PROBLEM TO SOLVE - Convert the lines below, from the line containing "Please tag the red light" through the final line, into a JSON list of strings with one string per line and blank lines omitted.

SOURCE DATA -
==*==

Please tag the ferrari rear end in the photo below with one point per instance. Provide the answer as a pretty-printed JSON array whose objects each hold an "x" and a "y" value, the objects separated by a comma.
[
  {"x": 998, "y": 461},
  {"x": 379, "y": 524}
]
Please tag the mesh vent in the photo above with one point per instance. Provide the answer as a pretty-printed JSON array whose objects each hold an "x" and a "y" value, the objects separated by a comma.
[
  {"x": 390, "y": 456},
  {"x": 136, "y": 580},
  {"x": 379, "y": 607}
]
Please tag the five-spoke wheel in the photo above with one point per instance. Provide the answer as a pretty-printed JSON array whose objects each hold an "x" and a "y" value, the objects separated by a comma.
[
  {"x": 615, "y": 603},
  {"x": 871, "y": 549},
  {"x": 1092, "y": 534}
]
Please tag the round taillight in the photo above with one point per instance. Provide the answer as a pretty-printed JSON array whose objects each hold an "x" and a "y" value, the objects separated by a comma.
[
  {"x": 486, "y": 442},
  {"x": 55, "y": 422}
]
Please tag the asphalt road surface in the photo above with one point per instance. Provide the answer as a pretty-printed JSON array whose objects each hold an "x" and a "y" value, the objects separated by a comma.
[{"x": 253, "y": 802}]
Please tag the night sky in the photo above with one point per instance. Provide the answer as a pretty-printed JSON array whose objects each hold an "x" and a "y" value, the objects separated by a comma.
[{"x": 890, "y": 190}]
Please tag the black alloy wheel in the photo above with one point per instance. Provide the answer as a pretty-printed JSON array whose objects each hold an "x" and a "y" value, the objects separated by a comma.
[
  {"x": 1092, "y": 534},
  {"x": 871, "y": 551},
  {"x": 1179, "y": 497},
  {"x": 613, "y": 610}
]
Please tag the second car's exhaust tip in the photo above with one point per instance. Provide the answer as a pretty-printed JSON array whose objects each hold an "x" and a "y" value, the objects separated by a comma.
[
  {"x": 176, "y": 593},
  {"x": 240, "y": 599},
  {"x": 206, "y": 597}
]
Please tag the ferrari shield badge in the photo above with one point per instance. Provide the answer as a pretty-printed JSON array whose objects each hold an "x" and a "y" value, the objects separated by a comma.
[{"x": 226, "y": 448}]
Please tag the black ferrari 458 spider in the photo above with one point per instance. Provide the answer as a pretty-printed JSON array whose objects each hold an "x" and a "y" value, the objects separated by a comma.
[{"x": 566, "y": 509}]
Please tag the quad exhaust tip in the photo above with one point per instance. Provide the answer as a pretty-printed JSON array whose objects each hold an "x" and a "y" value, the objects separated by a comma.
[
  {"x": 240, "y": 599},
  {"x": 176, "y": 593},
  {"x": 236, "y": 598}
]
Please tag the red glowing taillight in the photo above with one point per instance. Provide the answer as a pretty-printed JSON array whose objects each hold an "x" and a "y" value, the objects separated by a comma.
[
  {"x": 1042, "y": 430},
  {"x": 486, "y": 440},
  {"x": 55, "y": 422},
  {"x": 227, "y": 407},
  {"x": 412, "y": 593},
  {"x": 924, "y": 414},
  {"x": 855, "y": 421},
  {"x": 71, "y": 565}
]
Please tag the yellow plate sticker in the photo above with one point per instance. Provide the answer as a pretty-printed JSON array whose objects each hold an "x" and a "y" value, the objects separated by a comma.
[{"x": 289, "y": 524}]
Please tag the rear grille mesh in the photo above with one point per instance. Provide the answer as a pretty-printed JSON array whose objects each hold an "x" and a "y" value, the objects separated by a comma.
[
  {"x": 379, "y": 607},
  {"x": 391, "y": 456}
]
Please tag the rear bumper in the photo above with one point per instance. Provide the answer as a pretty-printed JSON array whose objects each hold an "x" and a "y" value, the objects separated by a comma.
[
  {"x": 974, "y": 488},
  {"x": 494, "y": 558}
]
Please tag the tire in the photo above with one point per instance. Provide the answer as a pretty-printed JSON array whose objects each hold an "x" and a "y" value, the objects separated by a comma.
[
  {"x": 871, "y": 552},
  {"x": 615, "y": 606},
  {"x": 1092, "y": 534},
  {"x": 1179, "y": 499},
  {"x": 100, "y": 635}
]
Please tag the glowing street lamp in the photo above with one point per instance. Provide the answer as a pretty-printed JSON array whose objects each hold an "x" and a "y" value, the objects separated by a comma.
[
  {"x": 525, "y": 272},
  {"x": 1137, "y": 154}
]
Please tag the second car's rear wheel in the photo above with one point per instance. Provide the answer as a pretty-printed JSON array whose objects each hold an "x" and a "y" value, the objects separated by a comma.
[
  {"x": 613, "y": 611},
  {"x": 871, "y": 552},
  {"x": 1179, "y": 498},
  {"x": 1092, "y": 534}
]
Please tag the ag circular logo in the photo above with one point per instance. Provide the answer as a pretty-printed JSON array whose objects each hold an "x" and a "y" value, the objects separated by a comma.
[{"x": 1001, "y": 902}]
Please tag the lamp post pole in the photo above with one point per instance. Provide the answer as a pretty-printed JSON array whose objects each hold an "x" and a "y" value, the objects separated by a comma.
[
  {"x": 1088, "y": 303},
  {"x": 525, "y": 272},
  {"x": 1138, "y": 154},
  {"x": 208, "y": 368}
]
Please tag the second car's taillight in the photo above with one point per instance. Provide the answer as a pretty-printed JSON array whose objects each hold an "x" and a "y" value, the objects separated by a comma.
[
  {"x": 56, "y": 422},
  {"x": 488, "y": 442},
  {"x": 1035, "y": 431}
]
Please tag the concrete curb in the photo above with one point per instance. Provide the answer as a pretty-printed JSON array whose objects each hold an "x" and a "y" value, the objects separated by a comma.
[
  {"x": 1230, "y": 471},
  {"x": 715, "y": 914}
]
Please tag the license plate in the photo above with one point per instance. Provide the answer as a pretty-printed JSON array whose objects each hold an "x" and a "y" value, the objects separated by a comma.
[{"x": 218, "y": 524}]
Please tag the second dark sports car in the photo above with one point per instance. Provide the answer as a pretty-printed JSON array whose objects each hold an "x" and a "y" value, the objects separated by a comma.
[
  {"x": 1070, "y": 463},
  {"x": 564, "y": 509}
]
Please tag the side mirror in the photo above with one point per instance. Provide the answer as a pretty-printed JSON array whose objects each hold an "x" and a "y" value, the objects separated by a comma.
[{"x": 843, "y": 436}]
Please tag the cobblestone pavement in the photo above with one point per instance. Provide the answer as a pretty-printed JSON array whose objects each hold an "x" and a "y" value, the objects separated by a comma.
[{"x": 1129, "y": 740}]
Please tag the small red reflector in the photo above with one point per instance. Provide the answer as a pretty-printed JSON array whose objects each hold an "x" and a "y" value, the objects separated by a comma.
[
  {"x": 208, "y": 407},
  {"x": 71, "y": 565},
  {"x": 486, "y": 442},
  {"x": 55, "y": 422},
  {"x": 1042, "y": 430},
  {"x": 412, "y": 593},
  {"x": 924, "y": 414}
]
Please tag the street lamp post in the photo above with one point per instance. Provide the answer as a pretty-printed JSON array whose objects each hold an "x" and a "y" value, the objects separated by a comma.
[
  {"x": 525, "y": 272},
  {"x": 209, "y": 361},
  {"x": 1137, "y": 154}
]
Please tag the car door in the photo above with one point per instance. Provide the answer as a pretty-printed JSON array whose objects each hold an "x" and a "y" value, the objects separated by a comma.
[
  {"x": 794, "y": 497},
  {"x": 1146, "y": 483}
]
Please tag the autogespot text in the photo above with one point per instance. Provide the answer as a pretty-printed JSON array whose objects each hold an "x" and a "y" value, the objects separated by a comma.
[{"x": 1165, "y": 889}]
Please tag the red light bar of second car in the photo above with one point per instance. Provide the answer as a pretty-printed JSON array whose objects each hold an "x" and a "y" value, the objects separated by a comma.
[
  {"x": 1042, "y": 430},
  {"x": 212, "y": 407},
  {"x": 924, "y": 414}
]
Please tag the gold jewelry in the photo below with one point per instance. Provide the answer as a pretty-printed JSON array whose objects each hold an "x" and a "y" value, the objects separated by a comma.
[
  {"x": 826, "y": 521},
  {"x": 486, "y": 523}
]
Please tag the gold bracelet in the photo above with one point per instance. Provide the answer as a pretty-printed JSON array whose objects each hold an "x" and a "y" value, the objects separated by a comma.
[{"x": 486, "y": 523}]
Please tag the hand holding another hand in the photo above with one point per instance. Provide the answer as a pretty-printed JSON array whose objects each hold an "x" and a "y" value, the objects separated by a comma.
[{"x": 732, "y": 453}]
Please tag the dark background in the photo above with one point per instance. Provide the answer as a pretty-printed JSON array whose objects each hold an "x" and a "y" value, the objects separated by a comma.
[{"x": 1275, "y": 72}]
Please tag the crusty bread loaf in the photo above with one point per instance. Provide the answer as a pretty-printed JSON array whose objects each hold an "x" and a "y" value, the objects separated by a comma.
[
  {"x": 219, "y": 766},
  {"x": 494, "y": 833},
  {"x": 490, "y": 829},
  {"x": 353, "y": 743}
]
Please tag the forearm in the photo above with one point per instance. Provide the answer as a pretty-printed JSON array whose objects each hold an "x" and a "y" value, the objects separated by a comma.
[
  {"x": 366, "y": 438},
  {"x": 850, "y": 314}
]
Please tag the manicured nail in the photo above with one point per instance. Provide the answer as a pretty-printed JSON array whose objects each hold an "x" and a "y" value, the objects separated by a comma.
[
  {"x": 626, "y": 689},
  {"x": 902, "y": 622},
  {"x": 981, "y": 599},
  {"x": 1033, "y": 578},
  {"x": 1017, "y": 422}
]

==*==

OUTPUT BELOW -
[
  "Please tag the red light bar of second car in the photo above with one point per instance. Provide the answer as a pretty-printed JSON array whose objects each hold an \"x\" and a \"y\" value, the objects separated by a comma.",
  "[",
  "  {\"x\": 1042, \"y\": 430},",
  "  {\"x\": 212, \"y\": 407},",
  "  {\"x\": 924, \"y\": 414}",
  "]",
  "Please tag the gold jewelry in the photo below with one point per instance. Provide the answer as a pretty-printed JSON array whose objects each hold an \"x\" and a \"y\" value, the objects separated by a comma.",
  "[",
  "  {\"x\": 826, \"y\": 521},",
  "  {\"x\": 486, \"y\": 523}",
  "]",
  "Please tag the gold bracelet in the photo above with one point per instance. Provide the answer as a pretty-printed JSON array whose objects each hold an \"x\" and a \"y\" value, the objects separated by a comma.",
  "[{\"x\": 486, \"y\": 523}]",
  "Please tag the hand holding another hand in the photo above with one point per instance. Provide the answer as a pretty-printed JSON array whose objects each hold an \"x\" and a \"y\" value, the objects separated by a comma.",
  "[{\"x\": 732, \"y\": 453}]",
  "Please tag the dark background in the photo above with one point per instance. Provide the answer as a pretty-printed JSON array whose objects each hold an \"x\" and a \"y\" value, the objects separated by a comma.",
  "[{\"x\": 1275, \"y\": 72}]",
  "Please tag the crusty bread loaf in the photo above with one point per instance. Provide the answer as a pretty-printed JSON array whose objects each hold an \"x\" and a \"y\" value, the objects separated by a comma.",
  "[",
  "  {\"x\": 219, \"y\": 766},",
  "  {\"x\": 494, \"y\": 833},",
  "  {\"x\": 490, \"y\": 829},",
  "  {\"x\": 353, \"y\": 743}",
  "]",
  "Please tag the forearm in the photo above with one point per instance. Provide the answer as a pretty-printed JSON array whose objects each hold an \"x\" and a \"y\" value, the objects separated by a comma.",
  "[",
  "  {\"x\": 366, \"y\": 438},",
  "  {\"x\": 850, \"y\": 314}",
  "]",
  "Please tag the manicured nail in the photo above with one point per instance. Provide the answer as a pretty-printed JSON array whose objects each hold an \"x\" and a \"y\" value, the objects separated by a comma.",
  "[",
  "  {\"x\": 626, \"y\": 689},",
  "  {\"x\": 902, \"y\": 622},",
  "  {\"x\": 981, \"y\": 599},",
  "  {\"x\": 1033, \"y\": 578},",
  "  {\"x\": 1017, \"y\": 422}",
  "]"
]